[Start of section]

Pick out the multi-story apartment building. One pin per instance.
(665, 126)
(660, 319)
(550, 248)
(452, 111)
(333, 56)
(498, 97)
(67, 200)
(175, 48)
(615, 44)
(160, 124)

[End of section]

**What the task requires:**
The full set of entries must be restated exactly, with none omitted.

**Result:**
Pick out the multi-story apartment building. One pin per instance.
(665, 126)
(660, 319)
(550, 248)
(452, 111)
(333, 56)
(498, 97)
(67, 200)
(175, 48)
(615, 44)
(160, 124)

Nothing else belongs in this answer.